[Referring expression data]
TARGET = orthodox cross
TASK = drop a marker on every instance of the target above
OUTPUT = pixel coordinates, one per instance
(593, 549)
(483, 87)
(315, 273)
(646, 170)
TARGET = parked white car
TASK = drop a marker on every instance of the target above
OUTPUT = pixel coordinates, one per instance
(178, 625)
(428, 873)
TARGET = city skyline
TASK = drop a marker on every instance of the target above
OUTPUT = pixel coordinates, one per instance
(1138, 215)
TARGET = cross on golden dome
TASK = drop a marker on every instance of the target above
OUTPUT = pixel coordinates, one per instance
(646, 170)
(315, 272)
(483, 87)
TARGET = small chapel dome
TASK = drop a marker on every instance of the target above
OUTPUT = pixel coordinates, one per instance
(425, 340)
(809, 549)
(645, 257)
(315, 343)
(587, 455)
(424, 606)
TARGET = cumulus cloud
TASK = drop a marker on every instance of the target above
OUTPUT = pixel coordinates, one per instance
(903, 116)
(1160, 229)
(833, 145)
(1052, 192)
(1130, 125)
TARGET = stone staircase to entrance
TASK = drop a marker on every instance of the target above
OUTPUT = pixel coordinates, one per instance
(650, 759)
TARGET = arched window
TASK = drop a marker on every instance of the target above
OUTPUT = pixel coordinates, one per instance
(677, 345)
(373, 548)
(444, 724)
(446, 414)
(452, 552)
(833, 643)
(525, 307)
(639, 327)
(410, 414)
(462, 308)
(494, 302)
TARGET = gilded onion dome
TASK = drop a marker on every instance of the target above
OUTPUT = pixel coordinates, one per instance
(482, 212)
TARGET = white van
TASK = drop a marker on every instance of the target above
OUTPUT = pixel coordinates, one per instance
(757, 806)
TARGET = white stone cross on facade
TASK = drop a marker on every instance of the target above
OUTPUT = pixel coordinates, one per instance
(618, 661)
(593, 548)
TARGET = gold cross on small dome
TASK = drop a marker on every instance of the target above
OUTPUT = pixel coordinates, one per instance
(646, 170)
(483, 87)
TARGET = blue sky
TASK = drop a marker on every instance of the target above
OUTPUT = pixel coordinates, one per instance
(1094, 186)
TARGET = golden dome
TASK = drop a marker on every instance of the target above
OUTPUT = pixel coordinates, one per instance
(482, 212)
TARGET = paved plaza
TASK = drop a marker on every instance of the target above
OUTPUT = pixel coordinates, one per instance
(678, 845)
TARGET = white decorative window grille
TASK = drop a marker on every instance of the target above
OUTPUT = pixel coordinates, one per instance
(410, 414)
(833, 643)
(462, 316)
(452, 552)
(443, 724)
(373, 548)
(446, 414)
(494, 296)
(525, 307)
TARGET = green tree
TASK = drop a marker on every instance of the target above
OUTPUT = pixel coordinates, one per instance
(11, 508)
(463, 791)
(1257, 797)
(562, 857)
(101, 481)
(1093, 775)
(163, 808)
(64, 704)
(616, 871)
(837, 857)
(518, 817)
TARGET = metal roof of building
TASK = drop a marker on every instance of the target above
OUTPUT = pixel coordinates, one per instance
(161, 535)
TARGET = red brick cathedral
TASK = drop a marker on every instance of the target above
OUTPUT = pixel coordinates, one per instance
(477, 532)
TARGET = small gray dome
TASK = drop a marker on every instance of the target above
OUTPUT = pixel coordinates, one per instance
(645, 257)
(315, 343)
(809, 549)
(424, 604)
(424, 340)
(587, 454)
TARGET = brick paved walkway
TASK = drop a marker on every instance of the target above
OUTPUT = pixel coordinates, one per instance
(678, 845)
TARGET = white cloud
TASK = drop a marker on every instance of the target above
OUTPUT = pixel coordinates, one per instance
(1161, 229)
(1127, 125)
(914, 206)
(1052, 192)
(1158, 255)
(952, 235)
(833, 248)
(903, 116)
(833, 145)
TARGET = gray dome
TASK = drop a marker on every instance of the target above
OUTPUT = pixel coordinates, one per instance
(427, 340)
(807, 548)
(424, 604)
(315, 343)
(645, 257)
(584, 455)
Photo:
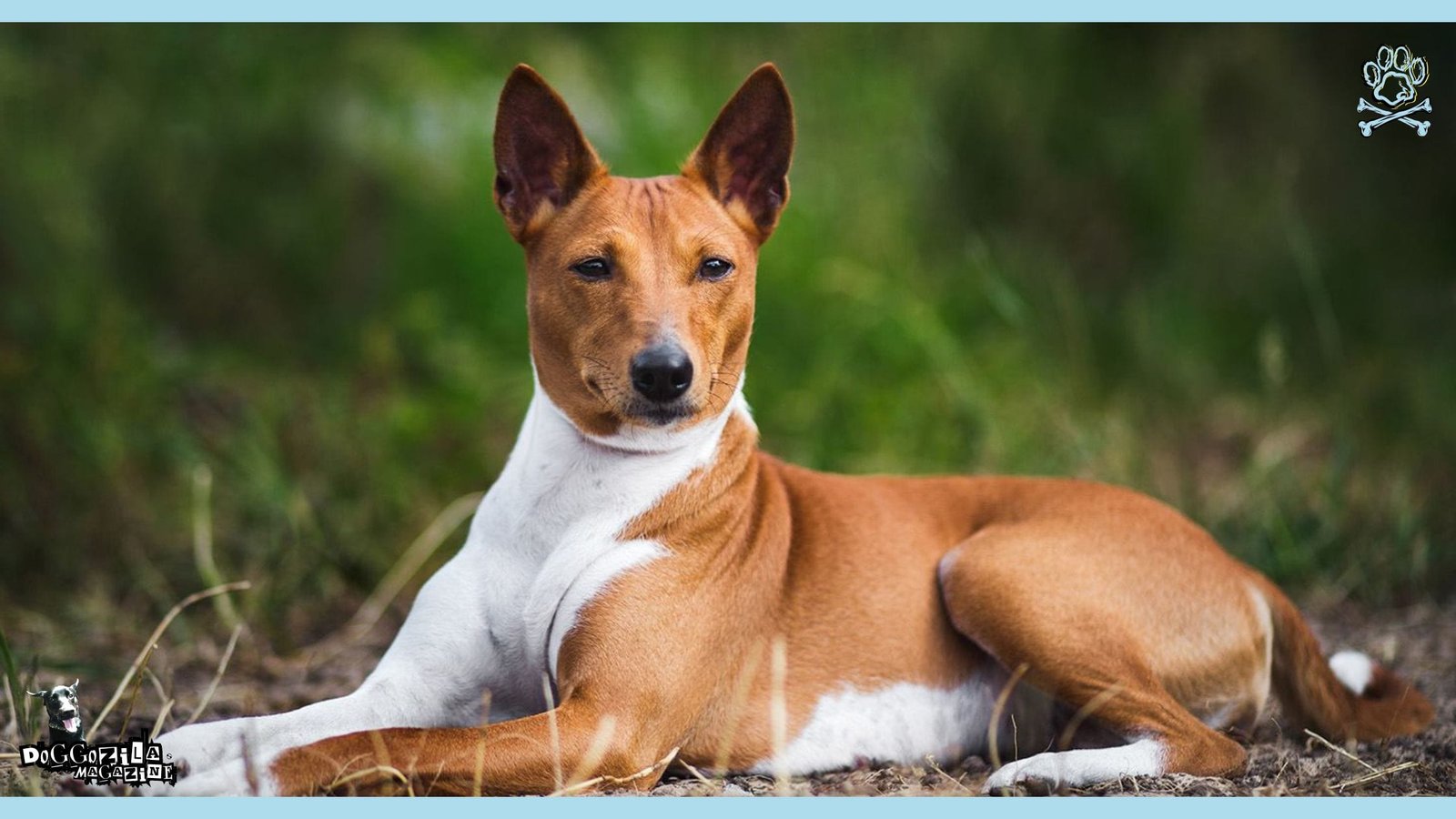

● **What this task involves**: Give back every entry in full, exactly as written, with no picture included.

● **Answer below**:
TARGET = orthodox cross
TASK = drop a marker on every instance of the target above
OUTPUT = pixel coordinates, one per instance
(593, 549)
(483, 87)
(315, 273)
(646, 170)
TARGET = parked white car
TASK = drop a marker on every instance of the target above
OUTPUT = pixel coordinates, one per instance
(178, 625)
(428, 873)
TARGET = city skyline
TASK = drop a marker on every instance of the target above
OUTPUT = pixel coordinates, one per instance
(1138, 215)
TARGET = cross on golden dome
TASK = drop a marker on every instance of the target above
OUTPUT = pixel coordinates, one per instance
(646, 170)
(315, 272)
(483, 87)
TARGET = small chapel dome
TASK = drop a marker on every instance of the target above
OUTPUT = pixel coordinates, one per instance
(425, 340)
(809, 549)
(645, 257)
(315, 343)
(587, 455)
(424, 606)
TARGET = cumulus cloud
TASK = drop a marker on every instance of the target above
OUTPUT = pixel coordinates, one per instance
(903, 116)
(1160, 229)
(833, 145)
(1052, 192)
(1130, 125)
TARGET = stone staircase to entrance
TASK = drop a marker on every instance of the target above
OUTPUT = pixel coordinates, one per instance
(650, 759)
TARGET = arched window
TASK = drop a marker on every instance of the target above
OUTPUT = pixel coordinates, one per instance
(677, 345)
(373, 548)
(444, 724)
(446, 414)
(452, 552)
(833, 643)
(525, 307)
(639, 327)
(410, 414)
(462, 308)
(494, 302)
TARGET = gilded onion dome
TASK = drop a marker on every instance of the target above
OUTPUT = pixel coordinates, one per instance
(482, 212)
TARGET = white van
TASK = drop a marker on every instance of the target above
OUTPUT = pixel coordinates, one per instance
(757, 806)
TARGET = white stone cross on facade
TASK = drop a marker on every instance of the target above
OUTPUT = pixel coordinates, one per instance
(618, 661)
(593, 548)
TARGET = gold cross on small dome
TASK = drop a marker on every instance of the target above
OUTPUT = pixel coordinates, one per instance
(646, 170)
(483, 87)
TARGET = blue sky
TASK = drop a marker on every instance of the target above
OUTPUT = pixel coordinates, one per instance
(1094, 186)
TARGET = golden dome
TASK = drop a marker on every instance of the target above
OUTPUT = pixel coordinates, one per instance
(482, 212)
TARGET = paved plaza
TASK = drop a marker on every instance of the target above
OUTPUT = pixel coordinates, one per instance
(678, 845)
TARGET = white decorative window grille
TASK = drop a marker on every instance of the target above
OUTPUT = pixel coordinates, one per instance
(410, 414)
(833, 643)
(462, 316)
(452, 552)
(443, 724)
(373, 548)
(446, 414)
(494, 296)
(525, 307)
TARGET = green tree
TASK = drop a marker on every instance of the target above
OUTPUT = pixel coordinates, one per instance
(11, 508)
(463, 791)
(1257, 797)
(562, 857)
(101, 481)
(1093, 775)
(163, 808)
(64, 704)
(616, 871)
(837, 857)
(518, 817)
TARGET = metal roof of building
TASK = drop a marker on every instance of the target above
OUTPUT = pixel coordinates, one per instance
(161, 535)
TARGET = red brick cathedral
TASK = drop a marker on every instance of the target above
OUTPUT = pixel coordinates, one per instance
(477, 532)
TARGET = small gray dome
TASK = drop a marker on every instance of the target above
OUTPUT = pixel coordinates, one per instance
(645, 257)
(315, 343)
(809, 549)
(424, 604)
(424, 340)
(587, 454)
TARGET = brick paved walkway
TASK = drop a marker on every instance of the target above
OUTPUT = pixel coordinates, one per instance
(678, 845)
TARGET = white cloud
TASK = drop a marker on every instance of the target above
OUTPUT = pixel coordinates, one per instance
(1161, 229)
(1127, 125)
(914, 206)
(1052, 192)
(1158, 255)
(952, 235)
(833, 248)
(903, 116)
(833, 145)
TARGET = gray dome
TASK = drop a marker on every instance of the target above
OUTPUT = pixel coordinates, one per instance
(427, 340)
(807, 548)
(424, 604)
(315, 343)
(645, 257)
(584, 455)
Photo:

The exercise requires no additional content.